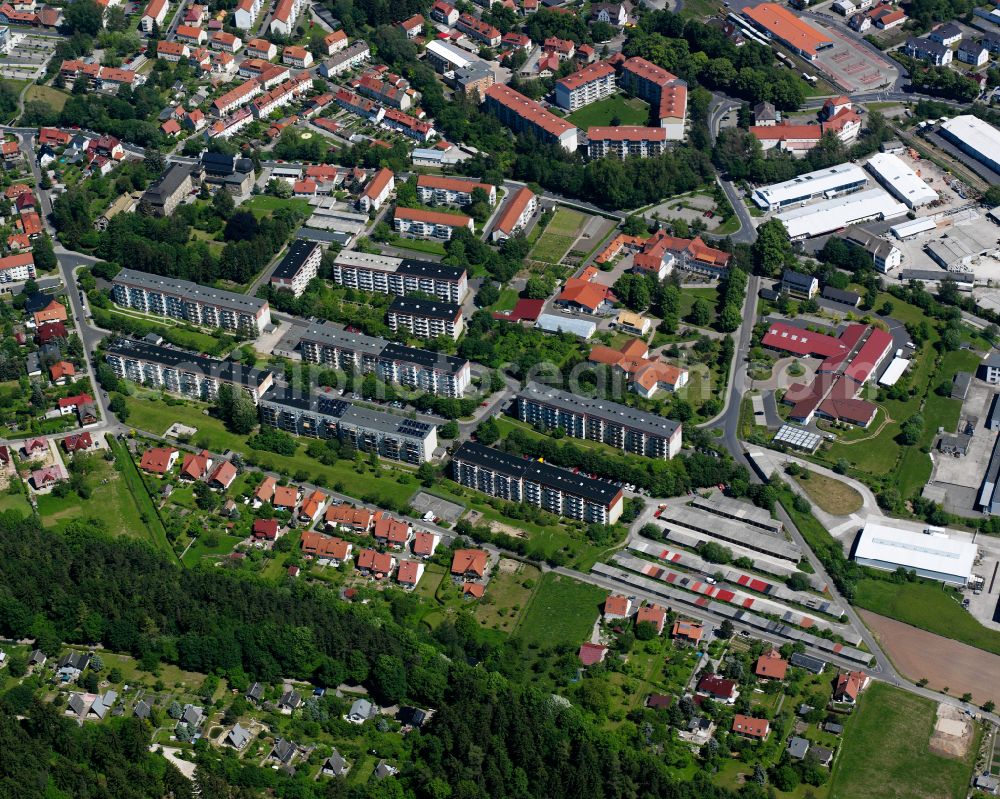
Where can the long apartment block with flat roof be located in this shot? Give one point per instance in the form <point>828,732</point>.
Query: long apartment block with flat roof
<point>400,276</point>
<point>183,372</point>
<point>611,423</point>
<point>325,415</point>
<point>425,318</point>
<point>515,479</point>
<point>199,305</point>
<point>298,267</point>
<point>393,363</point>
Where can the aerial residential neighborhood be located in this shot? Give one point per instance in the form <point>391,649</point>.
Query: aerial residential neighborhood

※

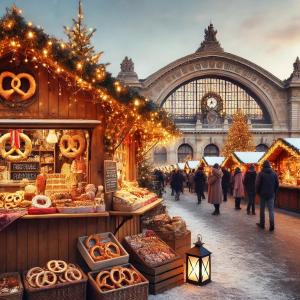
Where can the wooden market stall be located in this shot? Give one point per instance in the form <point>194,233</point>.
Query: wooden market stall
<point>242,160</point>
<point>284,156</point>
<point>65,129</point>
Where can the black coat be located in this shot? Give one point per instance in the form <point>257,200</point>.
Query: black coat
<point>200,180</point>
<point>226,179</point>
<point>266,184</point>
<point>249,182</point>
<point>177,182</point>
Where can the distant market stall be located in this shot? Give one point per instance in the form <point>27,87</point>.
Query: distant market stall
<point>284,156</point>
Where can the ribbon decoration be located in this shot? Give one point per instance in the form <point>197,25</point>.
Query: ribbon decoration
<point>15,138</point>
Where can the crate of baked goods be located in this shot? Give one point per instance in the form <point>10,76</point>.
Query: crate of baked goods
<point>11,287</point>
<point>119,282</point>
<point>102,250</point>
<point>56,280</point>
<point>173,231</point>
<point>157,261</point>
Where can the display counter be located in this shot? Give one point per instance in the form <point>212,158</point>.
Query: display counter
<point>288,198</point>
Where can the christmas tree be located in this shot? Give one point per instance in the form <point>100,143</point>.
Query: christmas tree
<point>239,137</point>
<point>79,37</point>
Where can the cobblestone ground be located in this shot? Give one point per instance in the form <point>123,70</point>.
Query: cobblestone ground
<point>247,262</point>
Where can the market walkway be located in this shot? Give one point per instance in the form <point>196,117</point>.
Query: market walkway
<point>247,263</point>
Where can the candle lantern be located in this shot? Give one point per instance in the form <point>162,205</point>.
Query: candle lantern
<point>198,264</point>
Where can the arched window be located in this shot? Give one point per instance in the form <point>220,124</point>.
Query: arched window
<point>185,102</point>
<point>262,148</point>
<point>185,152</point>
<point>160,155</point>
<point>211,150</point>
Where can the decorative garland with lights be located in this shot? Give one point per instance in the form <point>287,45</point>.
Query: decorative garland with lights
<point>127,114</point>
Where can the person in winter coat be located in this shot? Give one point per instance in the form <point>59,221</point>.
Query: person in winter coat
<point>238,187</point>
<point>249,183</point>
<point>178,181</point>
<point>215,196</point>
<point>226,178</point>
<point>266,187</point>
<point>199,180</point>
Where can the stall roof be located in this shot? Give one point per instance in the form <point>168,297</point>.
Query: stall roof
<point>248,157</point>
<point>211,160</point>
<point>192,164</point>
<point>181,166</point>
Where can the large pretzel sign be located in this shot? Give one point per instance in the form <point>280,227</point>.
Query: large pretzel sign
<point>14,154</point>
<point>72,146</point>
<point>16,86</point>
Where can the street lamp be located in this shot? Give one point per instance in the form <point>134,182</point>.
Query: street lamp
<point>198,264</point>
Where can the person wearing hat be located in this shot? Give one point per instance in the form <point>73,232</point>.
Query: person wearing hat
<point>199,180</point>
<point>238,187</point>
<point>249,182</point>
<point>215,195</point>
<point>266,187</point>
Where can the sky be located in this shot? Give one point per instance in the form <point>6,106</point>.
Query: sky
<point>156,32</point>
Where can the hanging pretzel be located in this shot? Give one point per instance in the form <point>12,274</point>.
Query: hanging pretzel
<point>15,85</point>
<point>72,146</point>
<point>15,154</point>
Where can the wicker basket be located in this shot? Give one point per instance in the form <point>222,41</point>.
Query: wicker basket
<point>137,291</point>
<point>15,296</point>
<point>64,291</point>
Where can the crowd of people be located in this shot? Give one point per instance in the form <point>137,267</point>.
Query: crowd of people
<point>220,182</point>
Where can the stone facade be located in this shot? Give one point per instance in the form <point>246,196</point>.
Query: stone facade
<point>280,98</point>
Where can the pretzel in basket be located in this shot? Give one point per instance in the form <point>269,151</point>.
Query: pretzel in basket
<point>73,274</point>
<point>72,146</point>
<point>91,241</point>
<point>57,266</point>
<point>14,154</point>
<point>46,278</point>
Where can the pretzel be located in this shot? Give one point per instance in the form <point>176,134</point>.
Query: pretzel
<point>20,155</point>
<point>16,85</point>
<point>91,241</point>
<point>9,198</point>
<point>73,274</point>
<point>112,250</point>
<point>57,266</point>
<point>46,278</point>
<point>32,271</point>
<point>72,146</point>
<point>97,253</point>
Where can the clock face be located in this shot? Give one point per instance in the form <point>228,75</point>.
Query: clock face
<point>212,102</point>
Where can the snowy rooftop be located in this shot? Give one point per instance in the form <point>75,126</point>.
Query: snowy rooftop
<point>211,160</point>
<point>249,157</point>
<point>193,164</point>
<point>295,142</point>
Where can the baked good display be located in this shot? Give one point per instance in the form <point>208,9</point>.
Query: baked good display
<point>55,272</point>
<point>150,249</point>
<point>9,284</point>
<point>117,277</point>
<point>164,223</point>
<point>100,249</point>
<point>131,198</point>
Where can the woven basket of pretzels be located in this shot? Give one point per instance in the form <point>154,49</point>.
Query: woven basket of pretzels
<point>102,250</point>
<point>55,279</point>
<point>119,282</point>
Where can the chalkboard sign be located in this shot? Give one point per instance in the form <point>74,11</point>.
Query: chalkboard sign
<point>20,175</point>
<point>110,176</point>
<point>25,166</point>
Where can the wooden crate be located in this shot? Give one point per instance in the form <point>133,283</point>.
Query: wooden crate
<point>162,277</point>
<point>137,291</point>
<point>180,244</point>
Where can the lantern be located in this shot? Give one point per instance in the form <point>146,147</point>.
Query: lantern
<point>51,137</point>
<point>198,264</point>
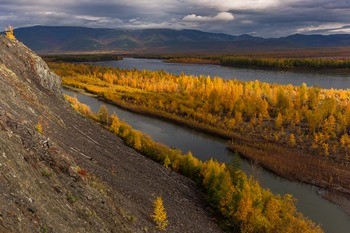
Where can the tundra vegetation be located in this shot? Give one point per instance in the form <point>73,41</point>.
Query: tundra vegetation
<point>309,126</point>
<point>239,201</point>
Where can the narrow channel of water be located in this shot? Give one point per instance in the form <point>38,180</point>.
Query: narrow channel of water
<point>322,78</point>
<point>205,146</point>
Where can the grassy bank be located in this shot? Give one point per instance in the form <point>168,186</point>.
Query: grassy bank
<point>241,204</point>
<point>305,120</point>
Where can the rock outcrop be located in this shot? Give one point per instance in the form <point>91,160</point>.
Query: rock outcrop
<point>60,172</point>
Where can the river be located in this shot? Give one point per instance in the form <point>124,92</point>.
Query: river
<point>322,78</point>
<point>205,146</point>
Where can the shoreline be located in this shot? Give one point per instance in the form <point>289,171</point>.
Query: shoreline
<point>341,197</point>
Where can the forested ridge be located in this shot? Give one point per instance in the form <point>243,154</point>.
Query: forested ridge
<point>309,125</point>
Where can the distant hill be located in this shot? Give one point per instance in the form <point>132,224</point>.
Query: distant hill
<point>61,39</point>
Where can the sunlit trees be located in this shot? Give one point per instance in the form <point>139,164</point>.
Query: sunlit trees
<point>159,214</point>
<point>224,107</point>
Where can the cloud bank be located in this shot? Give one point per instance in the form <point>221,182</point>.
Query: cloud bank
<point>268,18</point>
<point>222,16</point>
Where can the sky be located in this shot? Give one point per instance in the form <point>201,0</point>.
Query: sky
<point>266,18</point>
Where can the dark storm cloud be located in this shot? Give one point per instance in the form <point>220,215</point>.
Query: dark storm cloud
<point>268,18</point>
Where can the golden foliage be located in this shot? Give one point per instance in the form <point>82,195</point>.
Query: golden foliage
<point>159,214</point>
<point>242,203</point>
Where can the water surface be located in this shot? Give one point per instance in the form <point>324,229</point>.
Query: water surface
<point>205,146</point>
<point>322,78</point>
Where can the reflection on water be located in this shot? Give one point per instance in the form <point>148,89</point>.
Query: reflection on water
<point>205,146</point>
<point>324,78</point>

※

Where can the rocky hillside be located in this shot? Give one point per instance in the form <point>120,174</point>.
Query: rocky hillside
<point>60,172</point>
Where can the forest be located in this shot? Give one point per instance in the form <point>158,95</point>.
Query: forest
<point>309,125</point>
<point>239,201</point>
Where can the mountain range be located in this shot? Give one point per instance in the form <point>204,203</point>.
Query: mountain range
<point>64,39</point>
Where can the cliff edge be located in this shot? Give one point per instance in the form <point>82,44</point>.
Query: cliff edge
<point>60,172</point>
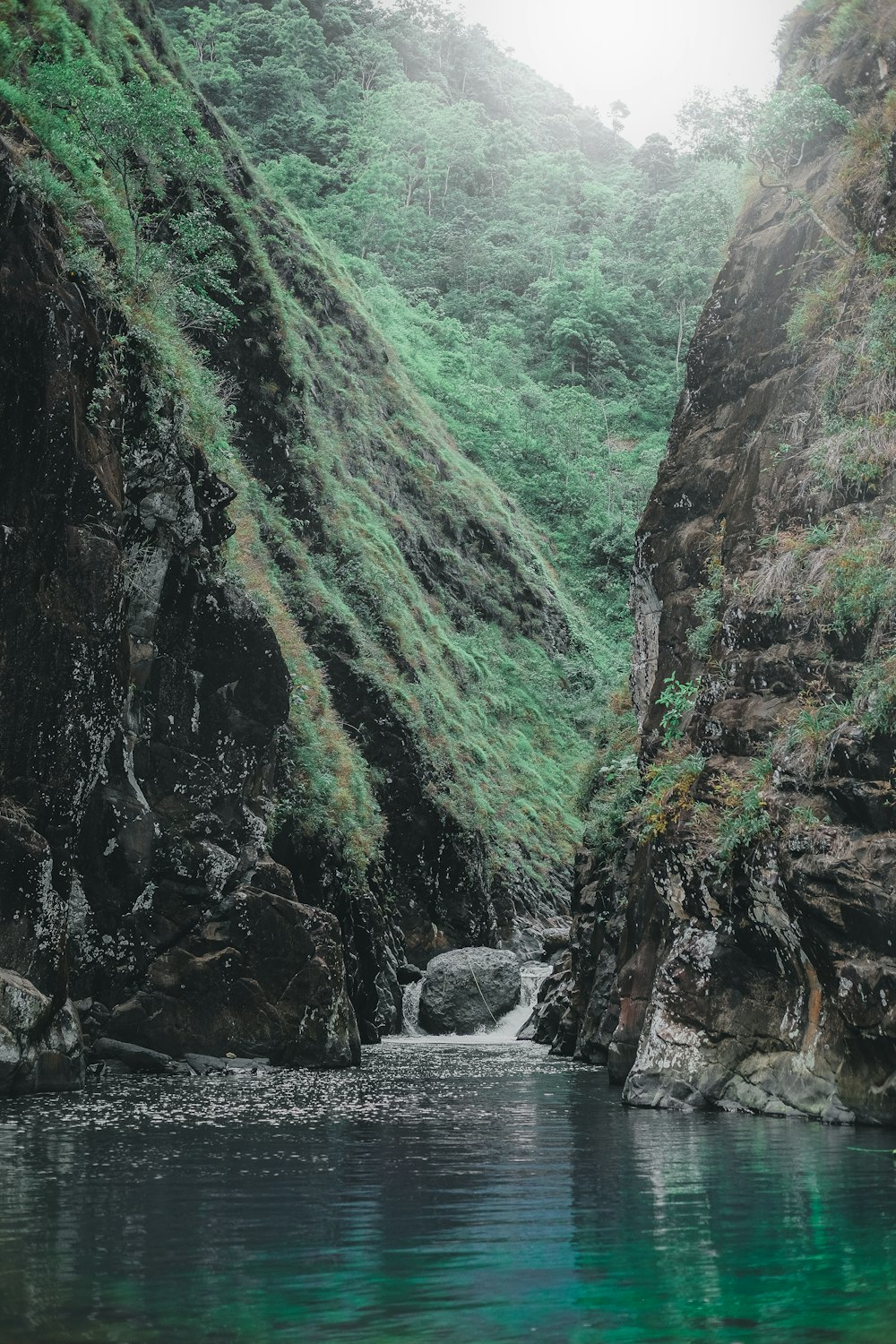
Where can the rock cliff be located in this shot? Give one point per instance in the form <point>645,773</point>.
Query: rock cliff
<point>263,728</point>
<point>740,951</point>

※

» Try it
Where the line holding "Where can the long" appears in the listing above, start reproducing exactly, and end with the line holding "Query: aerial residential neighborhood".

» Finished exercise
Where can the long apartment block with flat roof be located in this shot? Give one point per instance in the form <point>828,732</point>.
Query: long apartment block with flat roof
<point>400,276</point>
<point>183,372</point>
<point>611,423</point>
<point>325,415</point>
<point>425,318</point>
<point>515,479</point>
<point>199,305</point>
<point>298,267</point>
<point>393,363</point>
Where can the aerial residential neighborhood be located in this shot? Give one point per instance in the form <point>391,649</point>.
Query: aerial residential neighborhood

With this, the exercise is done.